- **Work order**: Return the full set of entries precisely. Do not carry over any pictures.

- **Image point grounding data**:
|---|

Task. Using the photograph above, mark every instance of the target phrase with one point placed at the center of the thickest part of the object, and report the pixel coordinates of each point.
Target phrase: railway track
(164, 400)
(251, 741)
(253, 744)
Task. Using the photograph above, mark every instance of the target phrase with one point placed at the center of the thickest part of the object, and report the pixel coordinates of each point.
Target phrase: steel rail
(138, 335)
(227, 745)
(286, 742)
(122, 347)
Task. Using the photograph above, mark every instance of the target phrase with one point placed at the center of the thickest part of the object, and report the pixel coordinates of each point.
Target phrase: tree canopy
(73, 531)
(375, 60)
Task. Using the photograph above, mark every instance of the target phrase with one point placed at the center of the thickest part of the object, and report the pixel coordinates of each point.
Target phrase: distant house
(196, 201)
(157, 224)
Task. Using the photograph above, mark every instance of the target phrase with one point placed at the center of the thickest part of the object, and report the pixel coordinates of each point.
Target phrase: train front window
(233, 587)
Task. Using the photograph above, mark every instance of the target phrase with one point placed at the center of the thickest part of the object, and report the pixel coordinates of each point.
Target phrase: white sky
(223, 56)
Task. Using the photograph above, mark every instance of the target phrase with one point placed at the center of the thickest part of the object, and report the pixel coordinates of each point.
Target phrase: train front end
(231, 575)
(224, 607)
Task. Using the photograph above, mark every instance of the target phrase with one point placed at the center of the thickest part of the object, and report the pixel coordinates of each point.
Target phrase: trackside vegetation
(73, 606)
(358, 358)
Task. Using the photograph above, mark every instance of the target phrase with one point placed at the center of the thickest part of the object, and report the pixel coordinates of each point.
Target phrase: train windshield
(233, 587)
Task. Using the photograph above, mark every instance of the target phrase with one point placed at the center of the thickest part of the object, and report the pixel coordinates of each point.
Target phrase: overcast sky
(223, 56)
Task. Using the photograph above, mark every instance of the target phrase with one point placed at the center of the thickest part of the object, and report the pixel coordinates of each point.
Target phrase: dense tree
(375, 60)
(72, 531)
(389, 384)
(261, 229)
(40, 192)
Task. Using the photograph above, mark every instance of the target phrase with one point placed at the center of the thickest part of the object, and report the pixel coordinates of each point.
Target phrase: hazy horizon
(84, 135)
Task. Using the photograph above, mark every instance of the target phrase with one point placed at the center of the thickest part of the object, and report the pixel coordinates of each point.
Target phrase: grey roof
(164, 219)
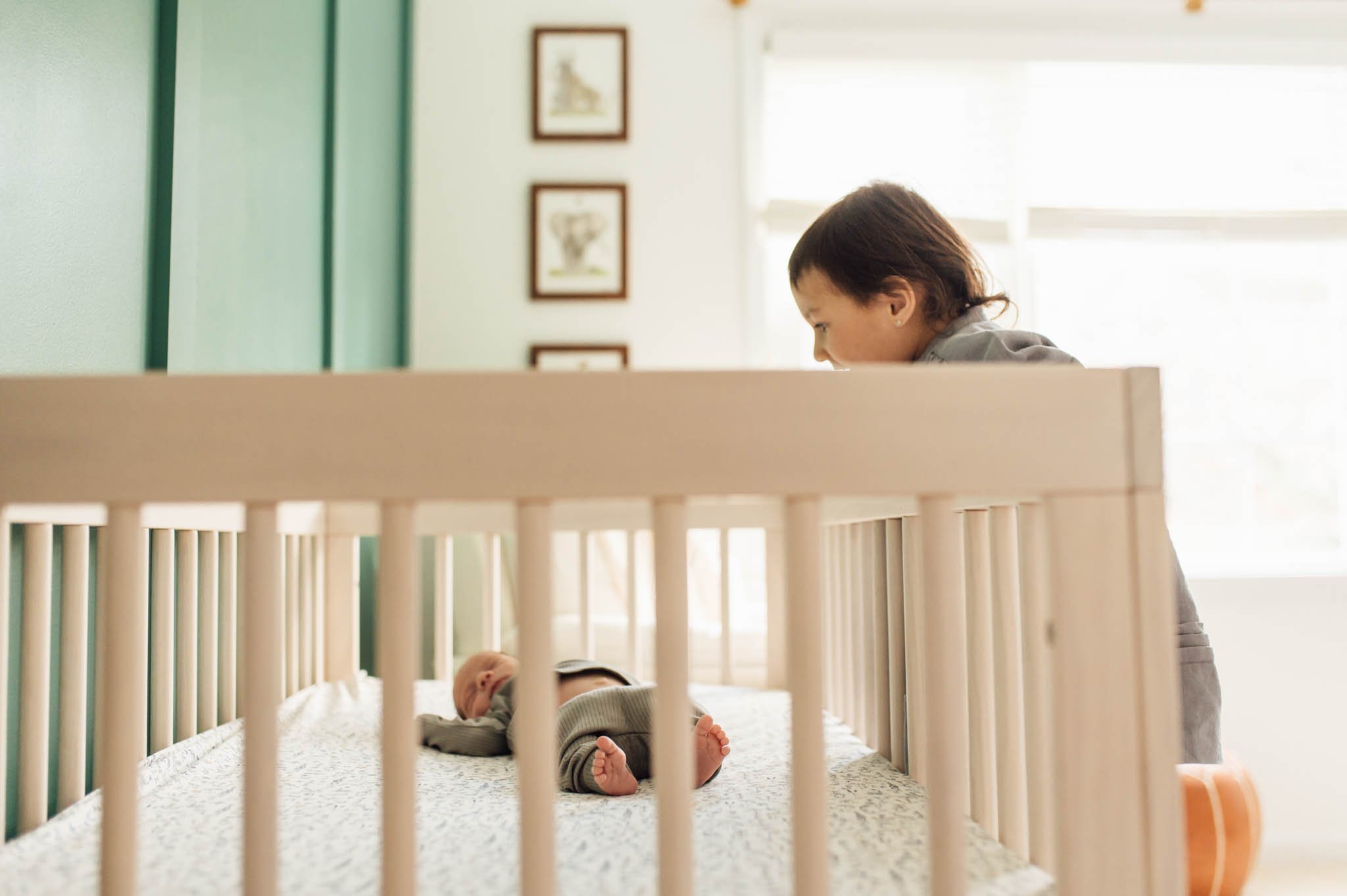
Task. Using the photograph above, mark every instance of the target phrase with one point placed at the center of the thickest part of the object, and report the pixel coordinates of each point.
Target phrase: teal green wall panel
(249, 154)
(74, 183)
(368, 146)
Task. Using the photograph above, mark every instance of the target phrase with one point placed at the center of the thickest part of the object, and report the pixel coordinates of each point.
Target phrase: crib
(985, 600)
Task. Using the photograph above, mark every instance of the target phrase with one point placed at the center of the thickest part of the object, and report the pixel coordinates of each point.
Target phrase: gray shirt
(973, 338)
(493, 732)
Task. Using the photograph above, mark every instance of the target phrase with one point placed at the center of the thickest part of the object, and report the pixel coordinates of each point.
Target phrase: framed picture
(578, 241)
(577, 357)
(579, 83)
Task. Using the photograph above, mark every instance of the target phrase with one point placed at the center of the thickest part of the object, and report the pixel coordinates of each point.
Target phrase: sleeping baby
(604, 724)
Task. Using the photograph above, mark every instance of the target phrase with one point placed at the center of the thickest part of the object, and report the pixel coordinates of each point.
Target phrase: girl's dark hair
(887, 230)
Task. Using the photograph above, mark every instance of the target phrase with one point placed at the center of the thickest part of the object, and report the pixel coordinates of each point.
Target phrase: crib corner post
(535, 753)
(5, 654)
(1101, 847)
(803, 586)
(341, 611)
(776, 611)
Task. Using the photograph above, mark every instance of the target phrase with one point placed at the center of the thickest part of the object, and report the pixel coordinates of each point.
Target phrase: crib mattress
(466, 816)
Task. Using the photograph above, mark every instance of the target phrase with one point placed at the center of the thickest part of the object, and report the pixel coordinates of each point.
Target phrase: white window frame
(1249, 34)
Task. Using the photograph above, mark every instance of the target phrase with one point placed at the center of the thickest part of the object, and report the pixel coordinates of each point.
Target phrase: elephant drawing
(576, 232)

|---|

- **Answer to the exercise**:
Task. Using the photograph above, mark every instance of the target phrase with one point placed at the center of the thickest part of the object, and report the pixel coordinates of each point.
Target phrase: railway track
(164, 400)
(251, 741)
(253, 744)
Task. Using the photograph above, mark every instance of the target phrase with one point placed at the center of the thickest part of the object, and report the pixel coordinates of each point.
Target phrase: steel rail
(138, 335)
(227, 745)
(286, 742)
(122, 347)
Task. Using the photograph above, mark every instance of the target phrase with one point placed at the center of the thickest part of the object, and report the pixel coordinates of each point.
Target phrase: tree canopy
(73, 531)
(375, 60)
Task. Using the photograph above, mark every instance of the target phrase with one point placed at the center of the thickest part of the object, and report the pixel coordinates of each point.
Target phrase: distant house
(196, 201)
(157, 224)
Task. Using the photograph above, mark every instance of the target phrase with one point placed at the center of the thickest part of the object, and report the pixel coordinates of each point.
Target phrase: train front window
(233, 587)
Task. Using the photograph above, mark every instance of the target phrase with one point placed at the center of the thickest part of the object, and report the pixel coordinates of each point.
Target phrase: white sky
(223, 56)
Task. Using the photograph above, mark every instance of the target phrase with one point placed at the center of the thickest part of the object, and report the pixel coordinates of each point.
Target phrase: train front end
(231, 575)
(224, 607)
Task. Using the photograph above, mark every instance of the target phrase with one point placed at the center of the thickest part of the object, and report the pixel coordinates of each point.
Target phrase: trackside vegetation
(73, 606)
(358, 358)
Task. Using the photograph above, mark every instance of the target phrase with one point placed at the center of the thickest part of the object, and report the pixel coordinates of each point.
Target phrase: train windshield
(233, 587)
Task. Using the photograph above, mark every instance of the target phrase with one point placed at the center of the thickest part of the object, and report the pixel coordinates of each point.
Target phrase: overcast sky
(223, 56)
Task. Using the photograph above, mark every instance of the target phrase with one point placed at the center of the thickest part of the object, and report the pixel coordinates of each point.
Target phrase: dense tree
(375, 60)
(72, 531)
(389, 384)
(261, 229)
(40, 192)
Task. Using the photograph above, mark every instance of the target phrase with one point placed at the center of the thickest part of the object, and report the pixel coordinates of each point.
Target phrase: hazy horizon
(84, 135)
Task. Using the photograph above, mark every instance of the target phrase with one point placed at the center of the thickest part of the object, and report the pixel coordinates of each point.
Target phrase: grey roof
(164, 219)
Task. Using the photograph above, mark every instance of the target phrase with one point placed at the center of the thickest part of the object, and report the pixel coordinates of each point.
Target phrase: teal green wall panel
(249, 154)
(74, 183)
(368, 146)
Task. Using the photograph above, mark every instance of the target phrase with one point placed at the center of the thickest part of the object, and report the pixel coordinates of each point.
Target phrase: crib
(985, 600)
Task. Using the photograph above, mark every instance of the target phrase with one point placed at the center of the thickest part of the object, and report the pixel coordinates of each point.
Target phrase: gray shirt
(973, 338)
(493, 732)
Task. Using the photograph above, mark every instance of the target phrase with one point placed at the center of the thickest part of the object, and report the pixel coordinates of each point.
Target phrase: framed picture
(578, 241)
(577, 357)
(579, 83)
Task. Using the photograph above, mark every instance of the target phrase with one point placed at the center of the thickest part of the object, and report the pixel coordinates of each point.
Target phrase: sleeping baby
(604, 724)
Task. Using the photograph above, mark every instance of the target phrase with one point placed at the center of the thickest part of the object, and report the pixel coordinates of each point.
Target phrase: girl's dark hair
(887, 230)
Task. Using the photograph above, mark every instance of the target phrase with one point placed at the center of the thickest part of the object, and report the pixel coordinates of each point.
Target phrase: crib corner post
(535, 753)
(5, 654)
(1101, 847)
(803, 586)
(341, 611)
(776, 611)
Task. Using the photograph above, mark every instance of the target phrase with one point placed at the center of the thickest part of the object, and report the pixel coordinates of each point.
Target phrase: crib mattress
(466, 816)
Task. Using the photograph above, mark every instance of the target phrase with one point placed at the center of the thickest part of the object, and report the pixel coordinates of each point.
Target phrase: white window frame
(1249, 34)
Task. Using the photograph above, mark every instance of the target phrase with one point placed at the center of the thickest part of the object, and report the pixel coordinates of each point.
Target phrase: elephant drawing
(576, 232)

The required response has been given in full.